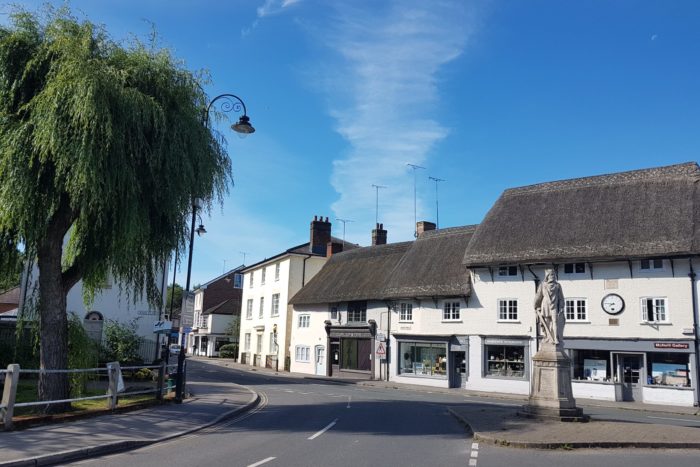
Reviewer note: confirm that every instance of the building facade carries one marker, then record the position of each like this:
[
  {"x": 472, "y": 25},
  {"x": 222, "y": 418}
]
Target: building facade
[
  {"x": 266, "y": 319},
  {"x": 625, "y": 249},
  {"x": 217, "y": 305}
]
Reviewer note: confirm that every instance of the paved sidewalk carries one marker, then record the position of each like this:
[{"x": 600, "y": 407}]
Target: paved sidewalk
[{"x": 211, "y": 402}]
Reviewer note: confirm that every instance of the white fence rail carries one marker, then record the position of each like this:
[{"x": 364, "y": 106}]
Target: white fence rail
[{"x": 115, "y": 386}]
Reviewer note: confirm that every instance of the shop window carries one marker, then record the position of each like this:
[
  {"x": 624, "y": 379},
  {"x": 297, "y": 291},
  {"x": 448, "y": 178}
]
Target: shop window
[
  {"x": 246, "y": 345},
  {"x": 506, "y": 361},
  {"x": 355, "y": 354},
  {"x": 668, "y": 369},
  {"x": 654, "y": 310},
  {"x": 591, "y": 365},
  {"x": 357, "y": 312},
  {"x": 301, "y": 353},
  {"x": 575, "y": 268},
  {"x": 507, "y": 309},
  {"x": 406, "y": 312},
  {"x": 423, "y": 358},
  {"x": 576, "y": 309}
]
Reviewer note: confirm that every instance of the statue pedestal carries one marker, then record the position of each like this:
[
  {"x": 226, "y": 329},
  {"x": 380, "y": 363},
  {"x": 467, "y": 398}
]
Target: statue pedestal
[{"x": 550, "y": 388}]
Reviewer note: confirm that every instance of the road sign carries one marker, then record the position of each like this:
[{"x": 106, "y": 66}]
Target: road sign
[{"x": 381, "y": 351}]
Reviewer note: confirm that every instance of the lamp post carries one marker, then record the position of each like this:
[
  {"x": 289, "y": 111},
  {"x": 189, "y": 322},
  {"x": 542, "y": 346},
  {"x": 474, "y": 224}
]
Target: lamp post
[{"x": 229, "y": 102}]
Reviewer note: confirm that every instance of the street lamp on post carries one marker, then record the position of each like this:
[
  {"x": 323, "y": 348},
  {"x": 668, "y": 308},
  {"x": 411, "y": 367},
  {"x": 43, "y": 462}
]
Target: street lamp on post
[{"x": 229, "y": 102}]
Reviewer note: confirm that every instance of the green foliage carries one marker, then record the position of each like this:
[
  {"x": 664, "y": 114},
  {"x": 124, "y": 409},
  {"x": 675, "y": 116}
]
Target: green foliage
[
  {"x": 107, "y": 137},
  {"x": 82, "y": 353},
  {"x": 228, "y": 351},
  {"x": 121, "y": 342}
]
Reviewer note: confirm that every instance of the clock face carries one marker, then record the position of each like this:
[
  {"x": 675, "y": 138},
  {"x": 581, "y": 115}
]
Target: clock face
[{"x": 613, "y": 304}]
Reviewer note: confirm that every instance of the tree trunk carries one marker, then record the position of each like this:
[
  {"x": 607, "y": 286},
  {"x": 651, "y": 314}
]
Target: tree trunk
[{"x": 53, "y": 320}]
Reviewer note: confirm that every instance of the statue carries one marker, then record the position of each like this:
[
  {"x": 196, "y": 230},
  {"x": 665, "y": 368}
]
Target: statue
[{"x": 549, "y": 306}]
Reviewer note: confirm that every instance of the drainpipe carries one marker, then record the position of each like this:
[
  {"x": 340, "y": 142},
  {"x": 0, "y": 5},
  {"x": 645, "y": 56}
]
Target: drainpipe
[{"x": 693, "y": 293}]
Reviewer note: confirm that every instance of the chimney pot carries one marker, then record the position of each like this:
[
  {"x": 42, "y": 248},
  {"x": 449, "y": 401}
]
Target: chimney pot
[{"x": 424, "y": 226}]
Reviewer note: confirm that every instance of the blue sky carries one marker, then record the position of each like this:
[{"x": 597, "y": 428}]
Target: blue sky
[{"x": 485, "y": 94}]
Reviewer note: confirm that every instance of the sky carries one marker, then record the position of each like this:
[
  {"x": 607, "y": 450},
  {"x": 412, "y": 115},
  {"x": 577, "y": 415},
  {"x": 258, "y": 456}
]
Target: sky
[{"x": 485, "y": 95}]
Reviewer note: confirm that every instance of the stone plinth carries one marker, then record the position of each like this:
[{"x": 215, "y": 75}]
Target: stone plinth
[{"x": 550, "y": 388}]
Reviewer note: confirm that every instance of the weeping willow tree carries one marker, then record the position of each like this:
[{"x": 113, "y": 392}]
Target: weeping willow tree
[{"x": 102, "y": 150}]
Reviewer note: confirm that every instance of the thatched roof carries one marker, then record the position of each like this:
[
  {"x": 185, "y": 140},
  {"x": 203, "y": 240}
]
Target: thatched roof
[
  {"x": 643, "y": 213},
  {"x": 433, "y": 267},
  {"x": 359, "y": 274}
]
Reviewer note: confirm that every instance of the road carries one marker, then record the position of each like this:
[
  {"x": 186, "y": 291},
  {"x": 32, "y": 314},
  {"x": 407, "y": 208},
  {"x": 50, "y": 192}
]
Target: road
[{"x": 304, "y": 422}]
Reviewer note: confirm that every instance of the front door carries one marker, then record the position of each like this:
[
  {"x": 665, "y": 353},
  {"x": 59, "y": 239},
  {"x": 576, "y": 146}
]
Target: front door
[
  {"x": 335, "y": 358},
  {"x": 459, "y": 369},
  {"x": 320, "y": 358},
  {"x": 629, "y": 370}
]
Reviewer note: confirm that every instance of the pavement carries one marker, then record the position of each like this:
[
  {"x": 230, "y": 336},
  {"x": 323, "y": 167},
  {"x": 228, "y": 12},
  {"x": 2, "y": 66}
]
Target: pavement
[{"x": 489, "y": 422}]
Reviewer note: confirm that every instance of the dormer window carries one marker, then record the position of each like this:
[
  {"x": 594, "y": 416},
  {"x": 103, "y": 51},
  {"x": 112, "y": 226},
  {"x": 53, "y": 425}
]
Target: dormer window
[
  {"x": 651, "y": 264},
  {"x": 507, "y": 270},
  {"x": 575, "y": 268}
]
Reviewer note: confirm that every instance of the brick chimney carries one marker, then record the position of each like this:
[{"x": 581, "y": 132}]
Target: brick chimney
[
  {"x": 320, "y": 235},
  {"x": 424, "y": 226},
  {"x": 379, "y": 235},
  {"x": 333, "y": 248}
]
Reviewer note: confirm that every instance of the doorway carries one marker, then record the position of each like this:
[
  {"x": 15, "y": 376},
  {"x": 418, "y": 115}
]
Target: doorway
[
  {"x": 629, "y": 374},
  {"x": 320, "y": 359},
  {"x": 459, "y": 369}
]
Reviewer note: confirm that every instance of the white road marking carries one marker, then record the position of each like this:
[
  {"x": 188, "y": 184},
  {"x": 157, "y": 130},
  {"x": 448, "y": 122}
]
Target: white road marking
[
  {"x": 264, "y": 461},
  {"x": 330, "y": 425},
  {"x": 676, "y": 419},
  {"x": 494, "y": 403}
]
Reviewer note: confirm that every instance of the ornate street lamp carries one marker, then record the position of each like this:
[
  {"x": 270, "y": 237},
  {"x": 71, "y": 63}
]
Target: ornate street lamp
[{"x": 228, "y": 103}]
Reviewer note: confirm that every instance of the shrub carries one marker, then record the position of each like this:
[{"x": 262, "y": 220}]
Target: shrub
[{"x": 228, "y": 351}]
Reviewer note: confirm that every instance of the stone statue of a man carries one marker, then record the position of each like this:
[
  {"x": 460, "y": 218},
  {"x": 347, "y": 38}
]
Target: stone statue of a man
[{"x": 549, "y": 305}]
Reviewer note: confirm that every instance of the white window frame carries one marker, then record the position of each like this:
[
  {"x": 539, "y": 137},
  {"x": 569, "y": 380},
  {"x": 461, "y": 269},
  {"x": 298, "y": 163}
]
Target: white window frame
[
  {"x": 273, "y": 350},
  {"x": 573, "y": 268},
  {"x": 451, "y": 311},
  {"x": 406, "y": 312},
  {"x": 275, "y": 304},
  {"x": 505, "y": 311},
  {"x": 661, "y": 312},
  {"x": 302, "y": 354},
  {"x": 507, "y": 270},
  {"x": 246, "y": 342},
  {"x": 572, "y": 309},
  {"x": 651, "y": 265}
]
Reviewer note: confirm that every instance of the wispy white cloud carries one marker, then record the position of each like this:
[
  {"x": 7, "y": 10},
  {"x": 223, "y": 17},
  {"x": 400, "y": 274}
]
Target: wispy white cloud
[
  {"x": 269, "y": 8},
  {"x": 383, "y": 99}
]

.....

> [Assigned task]:
Exactly as written, restate the lines above from the opening line through the one holding "Reviewer note: confirm that every instance of the white fence", omitting the pictures.

> [Answer to the problem]:
Reviewer note: confirm that every instance of the building facade carries one marker, then record the position of each like this:
[
  {"x": 472, "y": 25},
  {"x": 222, "y": 418}
]
Target: building facade
[
  {"x": 266, "y": 319},
  {"x": 625, "y": 249},
  {"x": 217, "y": 305}
]
Reviewer note: confirm that every instance of the paved sidewalk carries one marker, then record the position of each like this:
[{"x": 600, "y": 407}]
Target: paved sidewalk
[{"x": 211, "y": 402}]
Reviewer note: confirm that every instance of the white fence rail carries one marker, then record the position of each like this:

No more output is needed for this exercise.